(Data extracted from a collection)

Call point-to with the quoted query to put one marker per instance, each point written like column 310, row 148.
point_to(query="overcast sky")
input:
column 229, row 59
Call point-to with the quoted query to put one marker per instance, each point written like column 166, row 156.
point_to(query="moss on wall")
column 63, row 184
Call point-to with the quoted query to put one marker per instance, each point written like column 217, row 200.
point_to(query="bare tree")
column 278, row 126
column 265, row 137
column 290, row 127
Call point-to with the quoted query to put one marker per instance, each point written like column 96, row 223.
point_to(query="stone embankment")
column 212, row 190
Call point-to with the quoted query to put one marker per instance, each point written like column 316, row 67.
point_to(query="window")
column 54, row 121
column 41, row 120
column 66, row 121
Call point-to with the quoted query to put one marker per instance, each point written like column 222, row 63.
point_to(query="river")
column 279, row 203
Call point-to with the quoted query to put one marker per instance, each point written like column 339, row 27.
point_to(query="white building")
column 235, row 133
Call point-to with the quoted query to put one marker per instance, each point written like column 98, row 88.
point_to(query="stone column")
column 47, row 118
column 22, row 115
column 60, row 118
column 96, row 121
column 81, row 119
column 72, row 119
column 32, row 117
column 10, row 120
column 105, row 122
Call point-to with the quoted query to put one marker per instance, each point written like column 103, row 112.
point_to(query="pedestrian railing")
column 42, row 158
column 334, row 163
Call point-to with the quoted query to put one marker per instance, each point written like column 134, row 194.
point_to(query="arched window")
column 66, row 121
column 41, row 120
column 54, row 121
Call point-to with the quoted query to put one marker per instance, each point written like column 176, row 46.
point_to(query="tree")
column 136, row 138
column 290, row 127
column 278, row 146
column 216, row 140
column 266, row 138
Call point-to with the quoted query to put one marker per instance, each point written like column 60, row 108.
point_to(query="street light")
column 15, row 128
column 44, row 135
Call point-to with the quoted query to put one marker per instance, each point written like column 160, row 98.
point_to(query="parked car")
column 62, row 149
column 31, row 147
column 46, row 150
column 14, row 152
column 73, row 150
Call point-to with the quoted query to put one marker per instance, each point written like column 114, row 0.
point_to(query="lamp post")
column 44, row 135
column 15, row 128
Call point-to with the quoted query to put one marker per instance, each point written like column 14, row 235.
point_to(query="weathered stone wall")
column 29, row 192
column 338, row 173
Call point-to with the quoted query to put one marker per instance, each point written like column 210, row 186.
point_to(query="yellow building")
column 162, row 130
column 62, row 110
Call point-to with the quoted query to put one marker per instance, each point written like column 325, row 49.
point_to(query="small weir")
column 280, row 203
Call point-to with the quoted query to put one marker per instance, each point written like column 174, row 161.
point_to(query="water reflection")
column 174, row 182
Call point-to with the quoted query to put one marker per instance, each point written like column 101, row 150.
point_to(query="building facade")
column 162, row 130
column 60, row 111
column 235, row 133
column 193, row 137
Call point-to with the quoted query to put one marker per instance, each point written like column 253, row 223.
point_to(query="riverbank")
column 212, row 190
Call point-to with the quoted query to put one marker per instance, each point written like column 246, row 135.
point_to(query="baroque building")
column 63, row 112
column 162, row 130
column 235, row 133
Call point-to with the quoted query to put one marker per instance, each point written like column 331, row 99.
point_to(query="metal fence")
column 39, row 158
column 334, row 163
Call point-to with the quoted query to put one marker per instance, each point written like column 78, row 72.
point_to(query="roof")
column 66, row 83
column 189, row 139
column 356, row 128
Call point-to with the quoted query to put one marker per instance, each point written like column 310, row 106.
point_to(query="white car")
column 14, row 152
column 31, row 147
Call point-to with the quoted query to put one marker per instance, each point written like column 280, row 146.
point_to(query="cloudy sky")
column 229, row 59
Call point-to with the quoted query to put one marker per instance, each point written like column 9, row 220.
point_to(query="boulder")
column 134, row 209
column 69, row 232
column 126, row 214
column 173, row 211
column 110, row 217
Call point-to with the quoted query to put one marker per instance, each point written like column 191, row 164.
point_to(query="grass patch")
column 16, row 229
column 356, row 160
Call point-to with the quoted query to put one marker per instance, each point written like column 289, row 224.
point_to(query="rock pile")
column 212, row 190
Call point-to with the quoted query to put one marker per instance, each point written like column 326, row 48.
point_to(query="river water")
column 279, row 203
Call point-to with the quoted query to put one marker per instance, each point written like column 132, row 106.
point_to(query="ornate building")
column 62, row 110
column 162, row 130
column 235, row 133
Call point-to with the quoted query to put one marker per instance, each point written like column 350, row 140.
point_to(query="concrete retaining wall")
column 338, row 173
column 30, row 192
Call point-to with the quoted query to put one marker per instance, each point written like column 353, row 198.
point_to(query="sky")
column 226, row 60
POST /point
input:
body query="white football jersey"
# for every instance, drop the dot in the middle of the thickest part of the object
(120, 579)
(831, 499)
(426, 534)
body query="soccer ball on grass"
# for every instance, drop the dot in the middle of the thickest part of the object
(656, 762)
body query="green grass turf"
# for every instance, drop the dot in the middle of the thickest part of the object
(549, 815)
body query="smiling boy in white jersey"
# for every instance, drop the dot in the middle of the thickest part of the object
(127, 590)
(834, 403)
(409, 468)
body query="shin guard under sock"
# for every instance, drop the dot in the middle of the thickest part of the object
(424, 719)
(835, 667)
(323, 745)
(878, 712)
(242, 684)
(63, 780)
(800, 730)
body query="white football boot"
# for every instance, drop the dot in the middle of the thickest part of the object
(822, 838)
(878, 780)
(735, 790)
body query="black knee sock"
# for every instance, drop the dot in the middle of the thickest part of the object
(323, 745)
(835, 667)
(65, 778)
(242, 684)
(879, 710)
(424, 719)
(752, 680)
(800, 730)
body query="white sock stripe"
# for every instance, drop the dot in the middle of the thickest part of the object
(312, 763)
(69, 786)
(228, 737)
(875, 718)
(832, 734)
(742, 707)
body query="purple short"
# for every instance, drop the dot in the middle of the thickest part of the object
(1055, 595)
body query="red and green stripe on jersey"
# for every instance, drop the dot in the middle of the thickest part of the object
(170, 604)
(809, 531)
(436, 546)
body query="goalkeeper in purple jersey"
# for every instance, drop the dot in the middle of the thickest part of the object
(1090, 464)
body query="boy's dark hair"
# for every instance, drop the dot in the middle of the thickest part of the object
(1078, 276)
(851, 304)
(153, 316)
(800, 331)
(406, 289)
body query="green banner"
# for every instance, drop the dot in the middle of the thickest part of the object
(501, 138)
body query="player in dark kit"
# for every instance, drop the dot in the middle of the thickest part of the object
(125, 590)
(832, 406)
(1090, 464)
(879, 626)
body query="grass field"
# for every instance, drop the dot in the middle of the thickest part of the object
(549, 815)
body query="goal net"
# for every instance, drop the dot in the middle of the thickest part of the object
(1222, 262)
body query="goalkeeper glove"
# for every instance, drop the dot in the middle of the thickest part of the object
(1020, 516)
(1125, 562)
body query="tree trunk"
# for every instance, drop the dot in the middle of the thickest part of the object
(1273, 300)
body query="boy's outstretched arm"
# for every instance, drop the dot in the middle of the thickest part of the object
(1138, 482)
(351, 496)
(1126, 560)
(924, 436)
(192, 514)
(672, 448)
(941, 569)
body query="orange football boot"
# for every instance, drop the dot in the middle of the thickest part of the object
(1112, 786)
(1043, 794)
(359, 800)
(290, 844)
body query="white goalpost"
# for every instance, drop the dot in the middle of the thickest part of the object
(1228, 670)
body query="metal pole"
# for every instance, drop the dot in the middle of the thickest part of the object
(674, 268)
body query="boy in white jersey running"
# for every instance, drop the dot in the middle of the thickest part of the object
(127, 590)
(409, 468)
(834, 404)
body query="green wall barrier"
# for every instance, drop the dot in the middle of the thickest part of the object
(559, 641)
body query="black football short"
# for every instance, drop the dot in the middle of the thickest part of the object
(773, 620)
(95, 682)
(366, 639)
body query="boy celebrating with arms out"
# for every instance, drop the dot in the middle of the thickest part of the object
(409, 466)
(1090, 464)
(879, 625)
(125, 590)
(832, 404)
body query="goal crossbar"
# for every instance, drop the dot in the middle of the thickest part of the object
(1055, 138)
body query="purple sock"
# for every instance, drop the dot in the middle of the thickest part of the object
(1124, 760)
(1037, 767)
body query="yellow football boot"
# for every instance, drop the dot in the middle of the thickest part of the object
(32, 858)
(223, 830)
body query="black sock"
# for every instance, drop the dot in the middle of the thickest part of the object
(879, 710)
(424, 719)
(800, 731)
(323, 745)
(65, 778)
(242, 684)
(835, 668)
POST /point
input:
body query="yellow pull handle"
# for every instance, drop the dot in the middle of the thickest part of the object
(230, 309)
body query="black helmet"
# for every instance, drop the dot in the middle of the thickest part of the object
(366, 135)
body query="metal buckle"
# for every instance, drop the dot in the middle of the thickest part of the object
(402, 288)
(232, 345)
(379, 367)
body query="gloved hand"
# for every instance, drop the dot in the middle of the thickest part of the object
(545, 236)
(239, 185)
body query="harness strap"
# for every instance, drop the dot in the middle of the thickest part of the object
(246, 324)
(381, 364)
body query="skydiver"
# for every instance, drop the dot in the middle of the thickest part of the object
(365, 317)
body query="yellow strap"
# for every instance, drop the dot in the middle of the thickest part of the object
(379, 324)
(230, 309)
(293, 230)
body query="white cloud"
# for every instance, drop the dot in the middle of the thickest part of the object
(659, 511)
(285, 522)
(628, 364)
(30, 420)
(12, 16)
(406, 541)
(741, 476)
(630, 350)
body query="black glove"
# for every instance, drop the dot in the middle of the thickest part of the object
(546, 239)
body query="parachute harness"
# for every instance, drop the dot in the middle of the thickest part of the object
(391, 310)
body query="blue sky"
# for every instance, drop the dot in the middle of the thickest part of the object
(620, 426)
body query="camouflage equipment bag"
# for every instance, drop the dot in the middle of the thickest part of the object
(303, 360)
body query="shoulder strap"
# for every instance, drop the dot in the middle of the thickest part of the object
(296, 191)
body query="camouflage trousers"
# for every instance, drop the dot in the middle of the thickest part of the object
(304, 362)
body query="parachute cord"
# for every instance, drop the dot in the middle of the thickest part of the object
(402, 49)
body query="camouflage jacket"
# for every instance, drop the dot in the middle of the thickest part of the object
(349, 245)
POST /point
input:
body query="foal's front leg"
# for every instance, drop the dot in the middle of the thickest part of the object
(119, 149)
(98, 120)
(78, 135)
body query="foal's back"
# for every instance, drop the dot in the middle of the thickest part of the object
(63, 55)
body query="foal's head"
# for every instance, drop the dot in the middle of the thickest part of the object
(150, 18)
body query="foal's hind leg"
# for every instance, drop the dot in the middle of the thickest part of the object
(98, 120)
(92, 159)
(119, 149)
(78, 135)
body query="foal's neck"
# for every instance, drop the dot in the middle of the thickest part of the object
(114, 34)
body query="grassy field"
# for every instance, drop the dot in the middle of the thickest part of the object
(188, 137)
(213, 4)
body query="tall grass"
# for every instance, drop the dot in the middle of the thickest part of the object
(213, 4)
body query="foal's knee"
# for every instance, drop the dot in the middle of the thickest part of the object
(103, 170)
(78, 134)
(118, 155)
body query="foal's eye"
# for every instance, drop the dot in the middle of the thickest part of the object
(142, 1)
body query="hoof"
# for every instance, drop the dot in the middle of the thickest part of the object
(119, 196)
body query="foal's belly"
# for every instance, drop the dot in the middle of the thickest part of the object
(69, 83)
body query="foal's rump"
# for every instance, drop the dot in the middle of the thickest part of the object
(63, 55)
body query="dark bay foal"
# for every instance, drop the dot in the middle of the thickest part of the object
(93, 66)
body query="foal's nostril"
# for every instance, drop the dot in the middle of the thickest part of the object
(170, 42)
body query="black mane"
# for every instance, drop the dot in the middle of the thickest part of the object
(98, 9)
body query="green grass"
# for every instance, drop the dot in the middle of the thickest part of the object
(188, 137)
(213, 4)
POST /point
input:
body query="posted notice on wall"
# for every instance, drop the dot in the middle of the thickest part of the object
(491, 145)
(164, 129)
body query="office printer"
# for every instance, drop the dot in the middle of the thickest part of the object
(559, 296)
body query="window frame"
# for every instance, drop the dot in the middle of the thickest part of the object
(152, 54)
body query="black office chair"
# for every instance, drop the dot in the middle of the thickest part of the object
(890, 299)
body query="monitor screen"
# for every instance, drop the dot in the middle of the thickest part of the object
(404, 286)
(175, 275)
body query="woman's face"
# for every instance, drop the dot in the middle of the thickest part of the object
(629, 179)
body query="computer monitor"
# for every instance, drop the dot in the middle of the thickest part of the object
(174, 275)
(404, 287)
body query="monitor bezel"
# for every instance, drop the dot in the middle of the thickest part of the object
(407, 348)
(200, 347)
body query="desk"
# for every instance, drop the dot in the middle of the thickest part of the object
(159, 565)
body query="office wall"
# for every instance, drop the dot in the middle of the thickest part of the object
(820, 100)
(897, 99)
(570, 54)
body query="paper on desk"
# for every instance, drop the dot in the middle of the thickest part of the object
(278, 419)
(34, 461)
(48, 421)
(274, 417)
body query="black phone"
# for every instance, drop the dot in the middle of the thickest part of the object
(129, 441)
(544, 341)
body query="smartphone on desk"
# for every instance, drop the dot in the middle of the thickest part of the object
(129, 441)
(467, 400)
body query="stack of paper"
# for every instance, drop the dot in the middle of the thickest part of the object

### Activity
In the records above, find the line with "176, row 46."; write out exactly that line and each one after it, stopping after the line with "160, row 98.".

### Response below
Call point-to with the quoted query to put one marker per instance, each point written like column 176, row 46.
point_to(query="tree")
column 136, row 138
column 290, row 127
column 278, row 146
column 216, row 140
column 266, row 138
Call point-to with the quoted query to put one marker per instance, each point written like column 60, row 108.
point_to(query="street light")
column 15, row 128
column 44, row 135
Call point-to with the quoted query to put one marker per instance, each point written like column 160, row 98.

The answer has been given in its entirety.